Task directions: Present each line of the items below as a Markdown table with the columns "Row" and "Line," skipping blank lines. Leave the pictures out of the answer.

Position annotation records
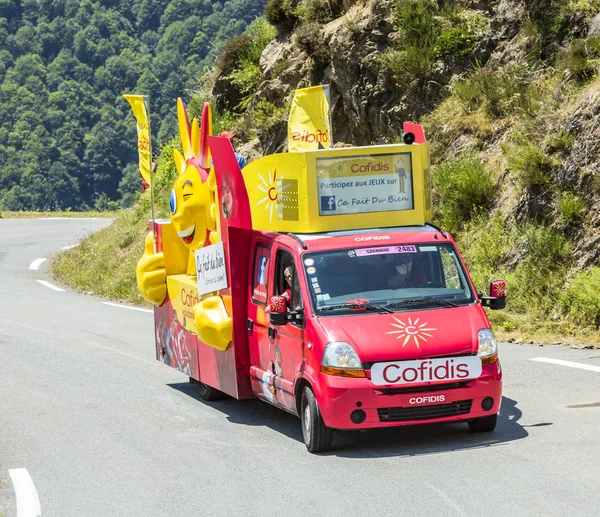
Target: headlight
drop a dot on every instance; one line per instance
(341, 355)
(487, 343)
(340, 358)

Written reply:
| Row | Line |
|---|---|
| 1 | Target: headlight |
| 2 | drop a dot on every instance; one line per instance |
| 3 | (341, 355) |
| 4 | (487, 343) |
| 5 | (340, 358) |